### Provided material

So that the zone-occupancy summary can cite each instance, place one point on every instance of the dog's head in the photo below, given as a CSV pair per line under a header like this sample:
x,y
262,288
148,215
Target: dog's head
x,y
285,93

######

→ Directions:
Retype the lines above, keeping every character.

→ Exercise result:
So that the zone-occupancy summary can cite each instance, place one point on every instance of the dog's head in the photo below, given as a CSV pair per line under a header like this sample:
x,y
262,288
148,215
Target: dog's head
x,y
285,93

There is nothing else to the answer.